Required work:
Copy the lines below exactly, starting at the line that contains "Target: gray button-up shirt" and stopping after the last line, and include no other lines.

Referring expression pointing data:
*** Block opens ***

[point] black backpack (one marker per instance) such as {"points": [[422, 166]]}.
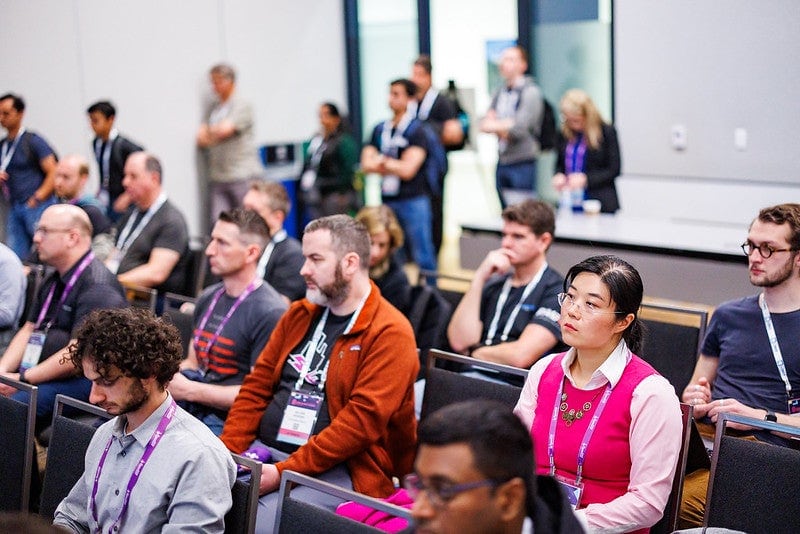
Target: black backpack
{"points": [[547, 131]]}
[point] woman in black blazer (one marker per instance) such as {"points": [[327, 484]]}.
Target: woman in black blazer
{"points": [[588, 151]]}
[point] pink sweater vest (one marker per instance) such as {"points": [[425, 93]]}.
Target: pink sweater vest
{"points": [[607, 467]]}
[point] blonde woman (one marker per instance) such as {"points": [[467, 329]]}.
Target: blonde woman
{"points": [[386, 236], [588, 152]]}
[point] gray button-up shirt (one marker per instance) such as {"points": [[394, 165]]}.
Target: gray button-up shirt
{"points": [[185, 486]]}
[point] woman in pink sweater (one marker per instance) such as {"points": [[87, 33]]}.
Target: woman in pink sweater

*** Block closes ***

Solved exercise:
Target: gray button-up shirt
{"points": [[185, 486]]}
[point] woman in pink sweater (one marker per instance) such as {"points": [[87, 33]]}.
Target: woman in pink sweater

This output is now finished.